*WHAT THE TASK REQUIRES*.
Please reproduce the listing starting at its first line and ending at the line that contains "[426,285,598,508]", both ends included, with every box coordinate in the results scaled by 1.95 and rounded to a whole number, halves rounding up. Output only those lines, leaving everything else in them unchanged.

*RECORDS FOR THIS EXERCISE*.
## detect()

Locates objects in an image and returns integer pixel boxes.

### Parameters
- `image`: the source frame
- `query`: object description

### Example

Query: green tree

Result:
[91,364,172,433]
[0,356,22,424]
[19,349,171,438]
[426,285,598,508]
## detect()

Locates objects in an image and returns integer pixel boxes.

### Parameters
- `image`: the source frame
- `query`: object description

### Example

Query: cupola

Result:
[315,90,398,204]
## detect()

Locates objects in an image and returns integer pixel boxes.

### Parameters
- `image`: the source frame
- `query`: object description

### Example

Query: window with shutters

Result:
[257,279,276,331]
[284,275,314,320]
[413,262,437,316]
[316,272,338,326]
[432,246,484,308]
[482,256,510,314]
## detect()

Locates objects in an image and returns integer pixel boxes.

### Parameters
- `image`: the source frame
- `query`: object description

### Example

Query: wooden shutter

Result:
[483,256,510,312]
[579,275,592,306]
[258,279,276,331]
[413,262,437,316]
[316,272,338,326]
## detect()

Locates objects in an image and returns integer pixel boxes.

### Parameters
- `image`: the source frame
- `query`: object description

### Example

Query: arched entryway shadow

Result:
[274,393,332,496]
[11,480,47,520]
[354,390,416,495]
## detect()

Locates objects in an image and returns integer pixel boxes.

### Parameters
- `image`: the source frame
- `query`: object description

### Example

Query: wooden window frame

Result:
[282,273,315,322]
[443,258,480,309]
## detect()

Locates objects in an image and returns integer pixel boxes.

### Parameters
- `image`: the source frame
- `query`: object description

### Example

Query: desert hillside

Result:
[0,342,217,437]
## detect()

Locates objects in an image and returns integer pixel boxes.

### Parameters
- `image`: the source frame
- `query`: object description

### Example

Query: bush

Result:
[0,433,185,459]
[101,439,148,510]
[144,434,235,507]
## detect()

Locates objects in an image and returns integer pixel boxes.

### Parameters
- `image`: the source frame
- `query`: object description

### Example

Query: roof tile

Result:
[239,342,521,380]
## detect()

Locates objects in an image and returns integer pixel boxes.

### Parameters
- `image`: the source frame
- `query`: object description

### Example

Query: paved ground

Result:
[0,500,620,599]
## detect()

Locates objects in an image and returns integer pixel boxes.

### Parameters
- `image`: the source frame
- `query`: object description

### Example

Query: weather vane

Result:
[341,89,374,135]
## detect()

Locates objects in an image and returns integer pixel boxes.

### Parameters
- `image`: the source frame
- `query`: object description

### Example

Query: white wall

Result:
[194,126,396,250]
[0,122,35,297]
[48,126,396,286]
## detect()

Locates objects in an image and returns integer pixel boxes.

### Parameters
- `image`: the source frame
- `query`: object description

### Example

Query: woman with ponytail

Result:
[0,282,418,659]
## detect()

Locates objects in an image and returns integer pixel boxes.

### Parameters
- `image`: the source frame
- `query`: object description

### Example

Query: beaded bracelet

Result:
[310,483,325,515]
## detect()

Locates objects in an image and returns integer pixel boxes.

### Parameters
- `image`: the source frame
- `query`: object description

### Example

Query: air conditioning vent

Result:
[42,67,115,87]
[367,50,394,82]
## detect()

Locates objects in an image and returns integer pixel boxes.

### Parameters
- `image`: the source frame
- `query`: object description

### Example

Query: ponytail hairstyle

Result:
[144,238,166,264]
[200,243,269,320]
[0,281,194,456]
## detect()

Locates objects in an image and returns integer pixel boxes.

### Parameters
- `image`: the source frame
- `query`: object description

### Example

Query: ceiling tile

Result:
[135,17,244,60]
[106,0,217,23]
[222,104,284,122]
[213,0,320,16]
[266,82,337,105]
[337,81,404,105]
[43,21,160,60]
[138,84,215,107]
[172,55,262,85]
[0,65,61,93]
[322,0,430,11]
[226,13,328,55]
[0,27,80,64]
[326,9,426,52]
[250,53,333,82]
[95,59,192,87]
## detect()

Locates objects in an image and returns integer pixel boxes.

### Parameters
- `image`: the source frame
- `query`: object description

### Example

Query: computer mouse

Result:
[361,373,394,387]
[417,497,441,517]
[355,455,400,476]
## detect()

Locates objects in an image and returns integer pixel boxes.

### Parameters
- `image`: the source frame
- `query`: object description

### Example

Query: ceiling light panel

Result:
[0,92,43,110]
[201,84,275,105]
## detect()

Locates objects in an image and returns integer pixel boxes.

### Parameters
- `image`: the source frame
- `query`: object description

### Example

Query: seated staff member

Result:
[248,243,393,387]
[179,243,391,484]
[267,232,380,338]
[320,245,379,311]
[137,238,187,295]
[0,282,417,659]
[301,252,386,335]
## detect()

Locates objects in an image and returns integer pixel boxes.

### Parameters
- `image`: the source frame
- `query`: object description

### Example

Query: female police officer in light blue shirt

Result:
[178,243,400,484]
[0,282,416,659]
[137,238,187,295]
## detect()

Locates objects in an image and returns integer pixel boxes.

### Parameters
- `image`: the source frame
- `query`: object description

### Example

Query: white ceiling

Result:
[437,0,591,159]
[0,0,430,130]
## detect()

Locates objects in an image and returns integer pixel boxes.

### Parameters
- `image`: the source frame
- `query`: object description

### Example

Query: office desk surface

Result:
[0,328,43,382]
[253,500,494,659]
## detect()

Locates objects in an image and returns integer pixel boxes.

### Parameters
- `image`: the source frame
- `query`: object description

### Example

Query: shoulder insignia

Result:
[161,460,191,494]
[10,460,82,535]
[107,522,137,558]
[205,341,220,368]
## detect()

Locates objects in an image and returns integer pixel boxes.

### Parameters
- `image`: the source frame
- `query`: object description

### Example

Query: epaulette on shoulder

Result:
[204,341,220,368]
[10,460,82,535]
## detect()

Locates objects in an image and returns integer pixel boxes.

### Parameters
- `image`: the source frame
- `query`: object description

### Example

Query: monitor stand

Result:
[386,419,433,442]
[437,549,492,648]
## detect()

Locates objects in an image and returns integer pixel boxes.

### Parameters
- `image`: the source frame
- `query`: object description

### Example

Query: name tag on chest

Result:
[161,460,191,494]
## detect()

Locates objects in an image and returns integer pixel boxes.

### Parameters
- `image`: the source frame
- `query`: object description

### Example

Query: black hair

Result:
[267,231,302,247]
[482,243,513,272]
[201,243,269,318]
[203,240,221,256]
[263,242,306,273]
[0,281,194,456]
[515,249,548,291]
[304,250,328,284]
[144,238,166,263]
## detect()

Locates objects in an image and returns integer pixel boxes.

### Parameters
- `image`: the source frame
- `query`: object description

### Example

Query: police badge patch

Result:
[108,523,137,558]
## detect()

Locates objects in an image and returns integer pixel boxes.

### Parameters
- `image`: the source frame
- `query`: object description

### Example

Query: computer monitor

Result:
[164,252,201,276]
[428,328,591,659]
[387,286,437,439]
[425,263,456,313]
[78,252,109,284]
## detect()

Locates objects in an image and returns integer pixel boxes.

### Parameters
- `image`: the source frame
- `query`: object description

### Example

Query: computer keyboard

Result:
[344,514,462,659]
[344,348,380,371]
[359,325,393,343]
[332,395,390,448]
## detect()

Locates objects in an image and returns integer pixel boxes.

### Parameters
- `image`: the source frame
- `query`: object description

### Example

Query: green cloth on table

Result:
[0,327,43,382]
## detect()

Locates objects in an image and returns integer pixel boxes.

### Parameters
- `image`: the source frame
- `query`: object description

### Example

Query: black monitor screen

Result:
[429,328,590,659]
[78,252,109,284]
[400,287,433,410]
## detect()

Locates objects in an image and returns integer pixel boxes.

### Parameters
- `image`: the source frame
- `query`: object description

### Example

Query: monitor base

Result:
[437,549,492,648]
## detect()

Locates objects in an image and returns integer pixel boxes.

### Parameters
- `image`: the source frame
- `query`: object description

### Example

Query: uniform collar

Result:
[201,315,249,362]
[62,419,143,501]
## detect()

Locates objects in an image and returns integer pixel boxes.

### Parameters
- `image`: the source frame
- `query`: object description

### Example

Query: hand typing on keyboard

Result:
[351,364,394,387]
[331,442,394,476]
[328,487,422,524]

*TASK RESULT*.
## detect()

Locates objects in an image and returns integer pixel boxes.

### Parameters
- `image`: the source frame
- `query`: object description

### Example

Query: green tree

Result:
[177,710,335,844]
[0,694,43,827]
[37,681,333,854]
[831,556,1166,991]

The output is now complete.